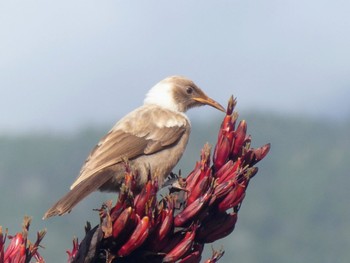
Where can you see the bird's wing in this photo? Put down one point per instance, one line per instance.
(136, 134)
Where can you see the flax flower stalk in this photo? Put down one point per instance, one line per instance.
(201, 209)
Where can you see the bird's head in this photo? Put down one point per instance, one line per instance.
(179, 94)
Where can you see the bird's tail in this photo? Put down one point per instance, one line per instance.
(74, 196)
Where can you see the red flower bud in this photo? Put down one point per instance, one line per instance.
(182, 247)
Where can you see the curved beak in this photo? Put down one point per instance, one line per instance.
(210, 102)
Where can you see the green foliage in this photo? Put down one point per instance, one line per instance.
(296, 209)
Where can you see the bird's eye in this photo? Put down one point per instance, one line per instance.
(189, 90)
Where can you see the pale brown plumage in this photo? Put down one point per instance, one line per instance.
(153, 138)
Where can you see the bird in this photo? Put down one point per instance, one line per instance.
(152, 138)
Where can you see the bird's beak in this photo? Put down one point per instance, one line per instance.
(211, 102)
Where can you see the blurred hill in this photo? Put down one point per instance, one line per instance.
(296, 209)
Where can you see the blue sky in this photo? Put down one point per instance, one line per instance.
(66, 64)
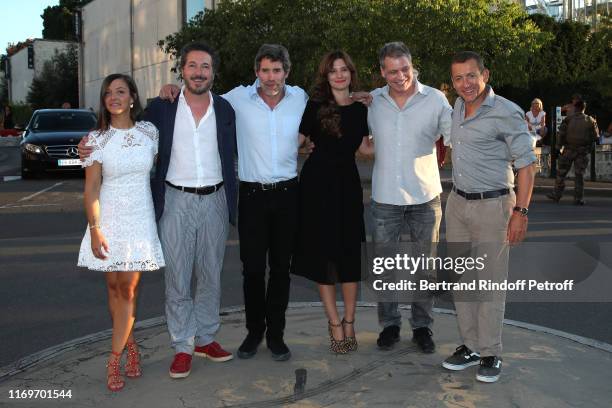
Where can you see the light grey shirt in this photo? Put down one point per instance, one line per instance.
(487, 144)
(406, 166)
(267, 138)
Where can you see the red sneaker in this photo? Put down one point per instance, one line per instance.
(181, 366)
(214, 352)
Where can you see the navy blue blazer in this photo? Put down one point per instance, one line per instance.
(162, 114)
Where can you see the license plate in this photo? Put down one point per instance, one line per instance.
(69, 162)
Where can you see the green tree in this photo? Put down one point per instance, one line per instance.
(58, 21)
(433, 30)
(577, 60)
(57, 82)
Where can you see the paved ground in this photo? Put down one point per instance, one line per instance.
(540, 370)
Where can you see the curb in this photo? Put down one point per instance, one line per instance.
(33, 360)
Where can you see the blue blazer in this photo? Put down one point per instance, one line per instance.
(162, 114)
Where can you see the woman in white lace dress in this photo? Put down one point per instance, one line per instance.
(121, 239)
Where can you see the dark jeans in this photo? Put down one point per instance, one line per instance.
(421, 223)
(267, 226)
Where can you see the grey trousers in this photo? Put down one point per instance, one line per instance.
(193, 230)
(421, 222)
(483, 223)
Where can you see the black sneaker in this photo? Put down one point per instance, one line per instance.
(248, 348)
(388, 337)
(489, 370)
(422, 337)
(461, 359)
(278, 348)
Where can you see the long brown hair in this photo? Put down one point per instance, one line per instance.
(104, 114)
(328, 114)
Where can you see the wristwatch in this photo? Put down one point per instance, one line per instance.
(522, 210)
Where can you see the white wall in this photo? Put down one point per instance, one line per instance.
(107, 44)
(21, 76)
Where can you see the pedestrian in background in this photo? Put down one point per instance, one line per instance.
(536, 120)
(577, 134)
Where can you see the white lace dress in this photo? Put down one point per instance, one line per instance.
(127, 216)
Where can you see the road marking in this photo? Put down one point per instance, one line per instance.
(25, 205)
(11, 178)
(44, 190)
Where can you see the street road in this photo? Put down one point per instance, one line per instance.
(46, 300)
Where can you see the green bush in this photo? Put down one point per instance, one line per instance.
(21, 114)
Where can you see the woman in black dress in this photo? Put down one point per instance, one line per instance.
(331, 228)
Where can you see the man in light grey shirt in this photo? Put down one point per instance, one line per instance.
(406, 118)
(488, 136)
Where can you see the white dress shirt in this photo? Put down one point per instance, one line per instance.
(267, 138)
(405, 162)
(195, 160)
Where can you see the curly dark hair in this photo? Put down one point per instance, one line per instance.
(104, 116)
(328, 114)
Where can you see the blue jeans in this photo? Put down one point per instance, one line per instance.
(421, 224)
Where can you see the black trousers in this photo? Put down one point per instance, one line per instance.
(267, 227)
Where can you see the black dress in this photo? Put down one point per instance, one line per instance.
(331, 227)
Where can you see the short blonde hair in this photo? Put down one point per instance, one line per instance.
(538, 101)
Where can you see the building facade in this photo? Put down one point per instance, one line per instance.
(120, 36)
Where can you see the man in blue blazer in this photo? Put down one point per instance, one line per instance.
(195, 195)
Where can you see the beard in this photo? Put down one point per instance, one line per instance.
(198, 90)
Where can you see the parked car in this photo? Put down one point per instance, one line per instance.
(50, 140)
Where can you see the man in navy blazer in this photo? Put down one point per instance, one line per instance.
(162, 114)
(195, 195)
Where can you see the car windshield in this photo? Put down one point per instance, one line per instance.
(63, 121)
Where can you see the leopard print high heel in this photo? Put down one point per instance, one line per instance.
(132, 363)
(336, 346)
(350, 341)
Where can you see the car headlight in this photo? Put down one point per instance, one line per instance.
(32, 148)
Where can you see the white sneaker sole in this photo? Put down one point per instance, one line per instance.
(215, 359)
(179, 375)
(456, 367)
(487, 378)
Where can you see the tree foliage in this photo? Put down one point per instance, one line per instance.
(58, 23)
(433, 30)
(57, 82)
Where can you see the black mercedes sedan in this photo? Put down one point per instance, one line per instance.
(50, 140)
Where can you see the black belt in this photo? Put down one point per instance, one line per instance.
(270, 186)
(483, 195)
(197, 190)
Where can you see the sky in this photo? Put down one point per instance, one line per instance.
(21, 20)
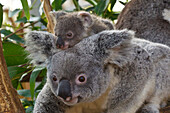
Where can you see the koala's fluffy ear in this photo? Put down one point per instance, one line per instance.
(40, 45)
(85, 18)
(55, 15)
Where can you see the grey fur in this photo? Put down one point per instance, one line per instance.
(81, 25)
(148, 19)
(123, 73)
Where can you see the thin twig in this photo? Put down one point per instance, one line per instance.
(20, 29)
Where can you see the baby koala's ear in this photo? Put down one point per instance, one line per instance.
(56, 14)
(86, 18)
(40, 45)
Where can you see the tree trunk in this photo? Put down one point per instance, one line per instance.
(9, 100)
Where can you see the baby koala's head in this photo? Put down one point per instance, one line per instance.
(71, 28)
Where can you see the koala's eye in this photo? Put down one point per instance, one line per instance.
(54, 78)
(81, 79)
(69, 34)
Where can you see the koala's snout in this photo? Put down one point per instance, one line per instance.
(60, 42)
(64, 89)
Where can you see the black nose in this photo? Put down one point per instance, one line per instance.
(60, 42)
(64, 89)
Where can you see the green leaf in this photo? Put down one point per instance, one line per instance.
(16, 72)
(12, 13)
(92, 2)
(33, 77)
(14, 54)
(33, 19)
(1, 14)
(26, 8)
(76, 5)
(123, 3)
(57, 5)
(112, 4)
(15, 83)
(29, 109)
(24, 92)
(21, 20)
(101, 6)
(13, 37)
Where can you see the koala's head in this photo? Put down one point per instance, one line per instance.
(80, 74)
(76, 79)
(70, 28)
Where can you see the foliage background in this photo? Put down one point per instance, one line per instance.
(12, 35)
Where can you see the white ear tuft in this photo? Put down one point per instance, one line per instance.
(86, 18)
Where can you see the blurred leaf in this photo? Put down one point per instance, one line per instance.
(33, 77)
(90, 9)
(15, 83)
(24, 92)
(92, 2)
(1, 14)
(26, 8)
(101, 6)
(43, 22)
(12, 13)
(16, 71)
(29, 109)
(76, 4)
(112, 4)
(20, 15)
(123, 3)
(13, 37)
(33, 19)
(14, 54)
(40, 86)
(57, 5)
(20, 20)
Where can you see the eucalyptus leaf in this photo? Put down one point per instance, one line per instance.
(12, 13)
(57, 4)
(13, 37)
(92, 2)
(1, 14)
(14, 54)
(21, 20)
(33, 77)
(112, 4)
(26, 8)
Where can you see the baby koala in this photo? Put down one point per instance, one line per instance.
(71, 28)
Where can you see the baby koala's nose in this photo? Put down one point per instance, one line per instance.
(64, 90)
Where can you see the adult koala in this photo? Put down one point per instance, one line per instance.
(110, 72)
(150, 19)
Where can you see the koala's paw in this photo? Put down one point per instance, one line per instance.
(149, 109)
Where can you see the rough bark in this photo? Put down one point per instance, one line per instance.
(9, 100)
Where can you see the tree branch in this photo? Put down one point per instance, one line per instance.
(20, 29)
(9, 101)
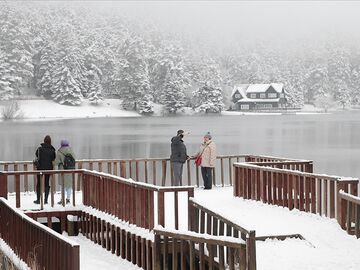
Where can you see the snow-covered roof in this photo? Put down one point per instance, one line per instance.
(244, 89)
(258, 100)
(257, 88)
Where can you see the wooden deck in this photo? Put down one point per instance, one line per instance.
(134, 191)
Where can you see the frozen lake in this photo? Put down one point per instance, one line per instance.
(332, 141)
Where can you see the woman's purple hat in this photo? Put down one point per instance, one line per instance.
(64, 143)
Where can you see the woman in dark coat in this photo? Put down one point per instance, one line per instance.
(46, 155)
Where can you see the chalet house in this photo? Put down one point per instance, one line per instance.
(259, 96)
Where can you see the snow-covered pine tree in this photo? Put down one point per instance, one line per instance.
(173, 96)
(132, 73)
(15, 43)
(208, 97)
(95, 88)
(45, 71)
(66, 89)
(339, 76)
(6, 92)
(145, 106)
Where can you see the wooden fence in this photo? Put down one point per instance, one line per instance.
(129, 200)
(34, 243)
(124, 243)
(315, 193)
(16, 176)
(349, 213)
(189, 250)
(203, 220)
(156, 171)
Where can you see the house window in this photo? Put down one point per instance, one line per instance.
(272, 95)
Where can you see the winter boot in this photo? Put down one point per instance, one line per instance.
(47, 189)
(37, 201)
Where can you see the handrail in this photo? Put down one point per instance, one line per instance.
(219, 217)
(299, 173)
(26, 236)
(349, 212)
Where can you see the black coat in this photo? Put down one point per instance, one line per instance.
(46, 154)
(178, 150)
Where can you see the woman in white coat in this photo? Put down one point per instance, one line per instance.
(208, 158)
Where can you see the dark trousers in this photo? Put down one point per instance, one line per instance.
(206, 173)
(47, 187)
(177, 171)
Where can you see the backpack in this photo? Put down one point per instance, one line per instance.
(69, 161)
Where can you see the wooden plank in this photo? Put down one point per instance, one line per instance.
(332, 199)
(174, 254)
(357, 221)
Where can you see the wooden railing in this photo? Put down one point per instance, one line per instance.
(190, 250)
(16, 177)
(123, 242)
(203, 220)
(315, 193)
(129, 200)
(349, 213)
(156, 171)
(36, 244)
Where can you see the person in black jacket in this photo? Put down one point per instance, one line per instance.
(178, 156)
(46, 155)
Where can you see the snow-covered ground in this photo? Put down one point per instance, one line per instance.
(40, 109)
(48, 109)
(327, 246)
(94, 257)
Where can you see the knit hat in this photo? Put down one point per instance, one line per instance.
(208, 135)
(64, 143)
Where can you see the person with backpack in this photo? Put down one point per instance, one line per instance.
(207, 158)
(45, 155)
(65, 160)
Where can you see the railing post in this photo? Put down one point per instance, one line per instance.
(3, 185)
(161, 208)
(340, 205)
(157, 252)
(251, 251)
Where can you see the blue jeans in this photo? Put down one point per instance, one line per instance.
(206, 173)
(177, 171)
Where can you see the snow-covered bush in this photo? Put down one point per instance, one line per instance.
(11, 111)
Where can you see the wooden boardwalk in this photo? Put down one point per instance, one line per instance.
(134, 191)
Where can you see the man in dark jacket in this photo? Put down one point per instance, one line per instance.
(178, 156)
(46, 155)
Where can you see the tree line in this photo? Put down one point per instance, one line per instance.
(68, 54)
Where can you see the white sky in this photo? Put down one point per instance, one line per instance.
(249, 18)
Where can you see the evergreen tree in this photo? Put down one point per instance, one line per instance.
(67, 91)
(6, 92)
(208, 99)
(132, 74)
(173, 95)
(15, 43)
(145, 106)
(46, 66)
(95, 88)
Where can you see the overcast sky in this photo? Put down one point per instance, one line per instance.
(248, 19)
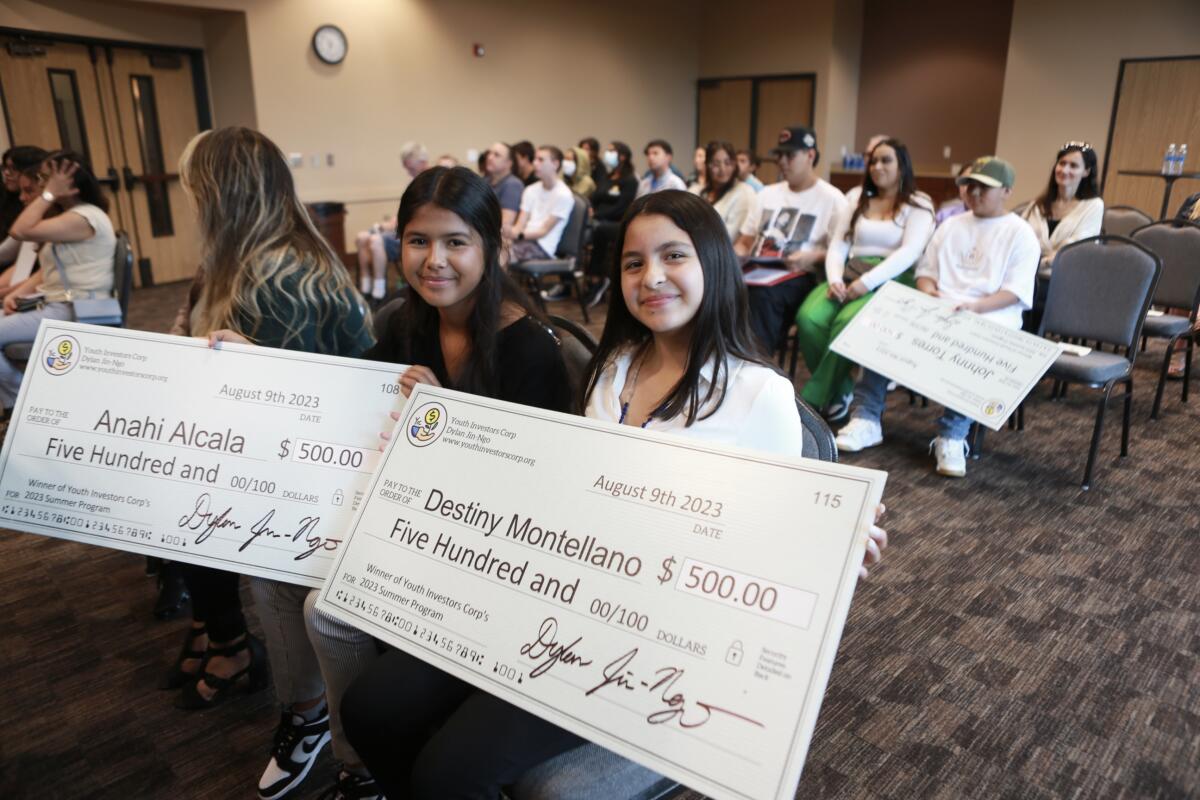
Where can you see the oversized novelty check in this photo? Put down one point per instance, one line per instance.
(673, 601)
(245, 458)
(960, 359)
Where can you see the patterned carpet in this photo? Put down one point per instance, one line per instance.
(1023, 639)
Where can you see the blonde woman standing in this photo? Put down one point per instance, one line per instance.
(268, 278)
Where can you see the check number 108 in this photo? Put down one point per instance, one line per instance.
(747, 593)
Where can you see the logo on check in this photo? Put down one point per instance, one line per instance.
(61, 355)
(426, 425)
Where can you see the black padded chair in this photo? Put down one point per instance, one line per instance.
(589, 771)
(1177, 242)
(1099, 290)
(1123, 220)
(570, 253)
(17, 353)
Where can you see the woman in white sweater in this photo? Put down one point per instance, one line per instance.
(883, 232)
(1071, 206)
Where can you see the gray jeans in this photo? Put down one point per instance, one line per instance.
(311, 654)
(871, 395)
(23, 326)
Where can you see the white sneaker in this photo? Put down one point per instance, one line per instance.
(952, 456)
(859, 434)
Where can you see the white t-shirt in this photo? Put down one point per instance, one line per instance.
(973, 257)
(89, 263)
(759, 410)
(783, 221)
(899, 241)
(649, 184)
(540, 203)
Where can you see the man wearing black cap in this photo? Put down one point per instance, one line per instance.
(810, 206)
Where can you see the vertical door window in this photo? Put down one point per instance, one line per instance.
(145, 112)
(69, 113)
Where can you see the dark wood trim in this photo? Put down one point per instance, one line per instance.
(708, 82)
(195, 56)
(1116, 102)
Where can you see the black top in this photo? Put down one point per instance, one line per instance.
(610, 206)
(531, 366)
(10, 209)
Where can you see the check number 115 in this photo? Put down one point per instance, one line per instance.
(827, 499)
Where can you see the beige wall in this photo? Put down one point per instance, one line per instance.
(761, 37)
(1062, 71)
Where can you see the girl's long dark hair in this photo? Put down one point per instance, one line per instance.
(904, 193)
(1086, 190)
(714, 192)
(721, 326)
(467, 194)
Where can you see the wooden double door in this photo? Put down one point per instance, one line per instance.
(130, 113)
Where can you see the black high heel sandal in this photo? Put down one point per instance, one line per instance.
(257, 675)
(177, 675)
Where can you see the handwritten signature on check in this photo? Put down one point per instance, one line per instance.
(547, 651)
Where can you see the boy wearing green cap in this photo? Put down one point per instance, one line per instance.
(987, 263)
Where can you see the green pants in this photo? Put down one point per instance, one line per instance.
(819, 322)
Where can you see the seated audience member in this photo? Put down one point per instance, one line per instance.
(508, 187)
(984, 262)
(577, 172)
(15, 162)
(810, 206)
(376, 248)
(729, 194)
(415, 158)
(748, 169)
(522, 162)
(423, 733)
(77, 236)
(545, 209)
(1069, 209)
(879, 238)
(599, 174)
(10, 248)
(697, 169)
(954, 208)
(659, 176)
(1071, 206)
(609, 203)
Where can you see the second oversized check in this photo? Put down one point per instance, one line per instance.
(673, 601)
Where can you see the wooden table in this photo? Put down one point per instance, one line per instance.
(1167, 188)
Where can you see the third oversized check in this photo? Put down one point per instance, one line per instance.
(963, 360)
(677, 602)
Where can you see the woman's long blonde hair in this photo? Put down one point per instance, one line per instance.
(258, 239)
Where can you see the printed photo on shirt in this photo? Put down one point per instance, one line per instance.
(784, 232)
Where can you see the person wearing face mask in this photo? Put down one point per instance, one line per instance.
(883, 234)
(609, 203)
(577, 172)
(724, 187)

......

• _PROBLEM REQUIREMENTS_: Tail of the listing, starting at the line with "Where can you see the second" and ending at the last line: output it exactly and add nothing.

• _ANSWER TO THE EXERCISE_:
Where can you see the second oversized check in this photo? Put down one point per instance, one line per instance.
(673, 601)
Where can you see the wooden table in this photo? Put down one point per instance, one line per instance.
(1167, 188)
Where can you see the third oversized check in this photo? Put down one point per instance, one line per instance.
(963, 360)
(677, 602)
Where can you see the woman's long blonde hair in this photo? Put down one point per instance, one line per instance.
(258, 239)
Where can you see the printed photo on shirt in this photo? Put down one point per instance, one line per instance.
(784, 232)
Where can you see the person wearing face mask in this photo? Put down one point per instance, one line per instance.
(883, 234)
(609, 203)
(577, 172)
(724, 187)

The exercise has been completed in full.